GOAL A: Locate each line in the records that contains the word "blue", and copy those lines.

TEXT EXTRACT:
BEGIN
- Cap Badge of the Royal Regiment of Artillery
- Active: 4 April 1882–1 July 1889
- Country: United Kingdom
- Branch: British Army
- Type: Administrative division
- Part of: Royal Artillery
- Garrison/HQ: Pembroke Dock

= Welsh Division, Royal Artillery =

The Welsh Division, Royal Artillery, was an administrative grouping of garrison units of the Royal Artillery, Artillery Militia and Artillery Volunteers in the British Army's Western District from 1882 to 1889.

==Organisation==
Under General Order 72 of 4 April 1882 the Royal Artillery (RA) broke up its existing administrative brigades (Note: In RA terminology, a 'brigade' was a group of independent batteries grouped together for administrative rather than tactical purposes, the officer in command being usually a lieutenant-colonel rather than a brigadier-general or major-general, the ranks usually associated with command of an infantry or cavalry brigade.) of garrison artillery (7th–11th Brigades, RA) and assigned the individual batteries to 11 new territorial divisions. These divisions were purely administrative and recruiting organisations, not field formations. Most were formed within the existing military districts into which the United Kingdom was divided, and for the first time associated the part-time Artillery Militia with the regulars. Shortly afterwards the Artillery Volunteers were also added to the territorial divisions. The Regular Army batteries were grouped into one brigade, usually of nine sequentially-numbered batteries and a depot battery. For t these units the divisions represented recruiting districts – batteries could be serving anywhere in the British Empire and their only connection to brigade headquarters (HQ) was for the supply of drafts and recruits. The artillery militia units (sometimes referred to as regiments) already comprised a number of batteries, and were redesignated as brigades, losing their county titles in the process. The artillery volunteers, which had previously consisted of numerous independent Artillery Volunteer Corps (AVC) of various sizes, sometimes grouped into administrative brigades, had been consolidated into larger AVCs in 1881, which were now affiliated to the appropriate territorial division.
END
GOAL B: Reproduce word for word the part of the Welsh Division text starting with "- Cap Badge" and going on through "1882 to 1889.".

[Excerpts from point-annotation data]
BEGIN
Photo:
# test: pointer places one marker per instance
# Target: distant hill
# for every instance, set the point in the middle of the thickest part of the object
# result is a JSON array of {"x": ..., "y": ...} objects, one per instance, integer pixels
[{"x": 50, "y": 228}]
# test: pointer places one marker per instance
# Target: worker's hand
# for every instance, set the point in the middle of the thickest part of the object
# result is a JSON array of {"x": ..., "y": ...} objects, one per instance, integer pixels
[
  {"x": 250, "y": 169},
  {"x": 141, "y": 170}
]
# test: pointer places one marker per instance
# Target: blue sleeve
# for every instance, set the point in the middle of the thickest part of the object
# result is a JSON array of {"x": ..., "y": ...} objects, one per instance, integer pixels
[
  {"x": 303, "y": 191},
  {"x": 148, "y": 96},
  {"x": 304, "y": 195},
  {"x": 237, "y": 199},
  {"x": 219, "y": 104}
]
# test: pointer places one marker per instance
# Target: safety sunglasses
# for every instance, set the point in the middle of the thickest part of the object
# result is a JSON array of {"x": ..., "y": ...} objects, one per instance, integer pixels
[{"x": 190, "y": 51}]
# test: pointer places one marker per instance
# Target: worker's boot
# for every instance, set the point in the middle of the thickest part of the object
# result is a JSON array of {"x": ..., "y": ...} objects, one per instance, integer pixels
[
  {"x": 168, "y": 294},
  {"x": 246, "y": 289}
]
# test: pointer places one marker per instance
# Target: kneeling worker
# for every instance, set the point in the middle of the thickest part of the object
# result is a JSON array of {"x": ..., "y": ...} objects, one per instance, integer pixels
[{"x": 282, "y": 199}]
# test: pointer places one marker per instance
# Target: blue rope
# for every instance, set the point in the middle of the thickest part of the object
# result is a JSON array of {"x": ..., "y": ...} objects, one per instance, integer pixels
END
WRITTEN ANSWER A:
# Target: blue sleeve
# Target: blue rope

WRITTEN ANSWER B:
- Cap Badge of the Royal Regiment of Artillery
- Active: 4 April 1882–1 July 1889
- Country: United Kingdom
- Branch: British Army
- Type: Administrative division
- Part of: Royal Artillery
- Garrison/HQ: Pembroke Dock

= Welsh Division, Royal Artillery =

The Welsh Division, Royal Artillery, was an administrative grouping of garrison units of the Royal Artillery, Artillery Militia and Artillery Volunteers in the British Army's Western District from 1882 to 1889.